:: SOURCE TEXT ::

What Responsibility do Employers Have To Protect From Sexual Harassment?
Under the Sex Discrimination Act employers have a positive duty to eliminate all forms of discrimination and sexual harassment in the workplace. Employees are legally bound to take all reasonable steps to prevent sexual harassment in the workplace which means their responsibility begins before there has even been a complaint. The positive duty is a legal obligation that was introduced under the Sex Discrimination Act 1984 which prohibits sexual harassment in the workplace. It applies to any ‘persons conducting a business or undertaking’ and ‘employers’ as they are defined in the act.
Employees and businesses have 7 standards they need to meet to satisfy the positive duty which prohibits sexual harassment in a workplace. These 7 standards provide a framework for prevention and response.
- Leadership: Senior leaders are those with responsibilities for the management or governance of a workplace. They may be managers, CEOs, executive leadership teams or executive managers to name a few. These leaders are responsible for understanding their obligations and having up-to-date information on unlawful conduct. They must ensure that the right measures are being taken to prevent and respond to any unlawful conduct like sexual harassment in the workplace. Employees must be able to see that their leaders are visibly committed to ensuring a safe, respectful and inclusive work environment.
- Culture: Businesses and organisations must foster a culture in the workplace that is safe, inclusive and values diversity and gender equality. The culture of a workplace refers to its overall character and includes their values, beliefs, goals and work practices. This culture would be communicated through leadership statements or policies, or even through interactions with colleagues. It sets the parameters of what is and is not acceptable in the workplace.
- Knowledge: Knowledge is essential to meet positive duty requirements in the workplace. This includes education, training and policies and providing ongoing opportunities for learning. When staff and leaders are educated, they know what respectful behaviour is, what constitutes unlawful conduct, what causes it and how it occurs.

:::
:: GIVEN DATA ::

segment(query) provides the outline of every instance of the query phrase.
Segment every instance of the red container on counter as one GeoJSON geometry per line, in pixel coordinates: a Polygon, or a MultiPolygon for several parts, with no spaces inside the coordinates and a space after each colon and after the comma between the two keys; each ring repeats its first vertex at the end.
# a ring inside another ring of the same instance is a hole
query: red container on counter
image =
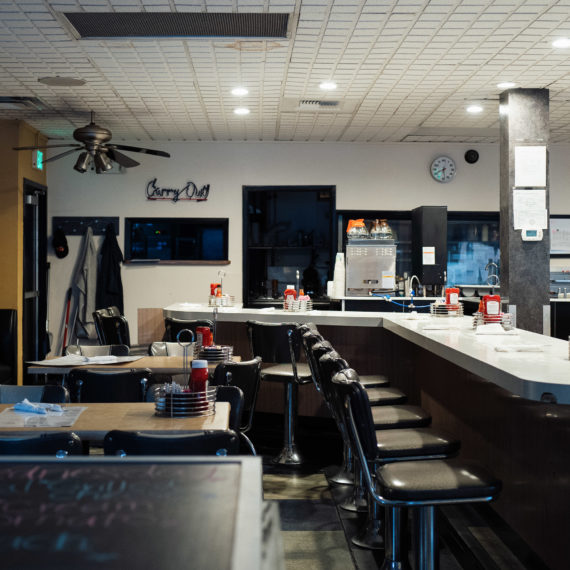
{"type": "Polygon", "coordinates": [[[501,317],[501,296],[500,295],[484,295],[483,296],[483,314],[486,317],[501,317]]]}
{"type": "Polygon", "coordinates": [[[196,342],[202,346],[211,346],[214,342],[210,327],[196,327],[196,342]]]}
{"type": "Polygon", "coordinates": [[[295,287],[293,287],[293,285],[287,285],[287,289],[285,289],[283,297],[285,298],[285,301],[289,300],[288,297],[293,297],[294,301],[297,298],[297,291],[295,291],[295,287]]]}
{"type": "Polygon", "coordinates": [[[205,392],[208,388],[208,361],[193,360],[190,374],[190,391],[205,392]]]}
{"type": "Polygon", "coordinates": [[[459,289],[457,287],[448,287],[445,290],[445,303],[447,305],[459,305],[459,289]]]}

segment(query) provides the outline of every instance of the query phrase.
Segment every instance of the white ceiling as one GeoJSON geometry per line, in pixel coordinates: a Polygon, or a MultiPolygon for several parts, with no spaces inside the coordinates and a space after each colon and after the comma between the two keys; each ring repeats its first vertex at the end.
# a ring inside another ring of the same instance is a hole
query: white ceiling
{"type": "Polygon", "coordinates": [[[570,0],[0,0],[0,108],[51,138],[89,111],[113,141],[495,142],[500,81],[550,89],[551,142],[570,142],[570,0]],[[77,40],[58,13],[286,12],[279,40],[77,40]],[[49,87],[38,78],[82,78],[49,87]],[[324,93],[332,79],[338,89],[324,93]],[[231,95],[236,85],[249,94],[231,95]],[[334,100],[334,110],[299,101],[334,100]],[[466,114],[471,102],[484,112],[466,114]],[[247,106],[250,115],[233,113],[247,106]]]}

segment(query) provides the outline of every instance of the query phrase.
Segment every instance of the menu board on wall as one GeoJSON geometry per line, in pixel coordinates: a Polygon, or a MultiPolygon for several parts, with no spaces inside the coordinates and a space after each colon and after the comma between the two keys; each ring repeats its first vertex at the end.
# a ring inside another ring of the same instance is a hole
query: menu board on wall
{"type": "Polygon", "coordinates": [[[570,217],[550,218],[550,253],[570,256],[570,217]]]}

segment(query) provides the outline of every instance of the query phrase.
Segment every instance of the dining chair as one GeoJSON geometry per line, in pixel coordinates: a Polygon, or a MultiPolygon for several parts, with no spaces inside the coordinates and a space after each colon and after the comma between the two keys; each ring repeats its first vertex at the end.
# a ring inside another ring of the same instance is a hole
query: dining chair
{"type": "Polygon", "coordinates": [[[76,356],[129,356],[126,344],[69,344],[65,347],[66,355],[76,356]]]}
{"type": "Polygon", "coordinates": [[[94,370],[74,368],[67,379],[74,402],[144,402],[153,383],[150,369],[94,370]]]}
{"type": "Polygon", "coordinates": [[[45,432],[0,434],[0,455],[80,455],[83,445],[73,432],[45,432]]]}
{"type": "Polygon", "coordinates": [[[252,357],[259,356],[267,365],[261,379],[285,384],[283,414],[283,448],[272,461],[284,465],[300,465],[303,460],[295,443],[299,385],[312,381],[306,363],[299,363],[300,339],[297,323],[263,323],[247,321],[252,357]]]}
{"type": "Polygon", "coordinates": [[[45,404],[66,404],[70,401],[69,391],[60,384],[44,386],[0,384],[0,404],[17,404],[24,399],[45,404]]]}
{"type": "Polygon", "coordinates": [[[238,455],[239,438],[233,430],[204,430],[155,434],[113,430],[103,440],[105,455],[238,455]]]}
{"type": "MultiPolygon", "coordinates": [[[[93,312],[93,321],[100,344],[125,344],[132,355],[147,354],[148,345],[131,345],[129,322],[123,315],[109,308],[93,312]],[[97,316],[95,316],[97,314],[97,316]]],[[[116,307],[114,308],[116,309],[116,307]]]]}

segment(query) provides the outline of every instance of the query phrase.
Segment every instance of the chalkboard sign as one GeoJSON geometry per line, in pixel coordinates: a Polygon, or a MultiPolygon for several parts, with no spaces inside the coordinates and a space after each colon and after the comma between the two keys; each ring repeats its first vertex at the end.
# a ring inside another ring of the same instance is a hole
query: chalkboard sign
{"type": "Polygon", "coordinates": [[[4,563],[18,570],[231,568],[239,461],[101,459],[0,462],[4,563]]]}

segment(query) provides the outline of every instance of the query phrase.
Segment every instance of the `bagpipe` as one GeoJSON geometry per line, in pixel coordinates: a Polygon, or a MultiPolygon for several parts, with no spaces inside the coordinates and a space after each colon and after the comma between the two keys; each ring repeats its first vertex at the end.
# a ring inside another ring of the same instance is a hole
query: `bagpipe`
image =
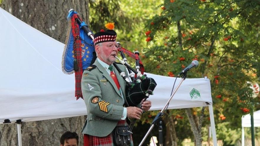
{"type": "MultiPolygon", "coordinates": [[[[63,56],[62,70],[66,74],[75,72],[75,96],[78,99],[80,97],[83,98],[81,82],[83,71],[92,65],[97,57],[93,43],[94,34],[73,9],[69,11],[67,19],[71,19],[69,25],[71,28],[67,33],[63,56]]],[[[121,47],[119,42],[117,43],[118,50],[123,60],[116,56],[115,57],[120,63],[126,67],[130,77],[120,69],[117,64],[114,62],[113,65],[127,83],[128,87],[126,88],[125,93],[127,105],[136,106],[143,99],[145,100],[150,95],[153,94],[156,83],[152,78],[143,75],[144,68],[139,58],[139,52],[133,53],[121,47]],[[127,63],[125,54],[135,59],[135,69],[127,63]]]]}

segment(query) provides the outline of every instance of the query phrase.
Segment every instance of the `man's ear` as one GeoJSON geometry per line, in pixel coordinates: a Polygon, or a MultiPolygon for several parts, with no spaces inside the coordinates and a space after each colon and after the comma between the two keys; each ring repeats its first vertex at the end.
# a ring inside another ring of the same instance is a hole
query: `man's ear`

:::

# CHALLENGES
A: In the passage on workplace sexual harassment, which act introduced the positive duty?
B: Quote the passage on workplace sexual harassment between "Employees and businesses" and "prevention and response.", inclusive.

# RESULTS FOR THE EXERCISE
A: The Sex Discrimination Act 1984.

B:
Employees and businesses have 7 standards they need to meet to satisfy the positive duty which prohibits sexual harassment in a workplace. These 7 standards provide a framework for prevention and response.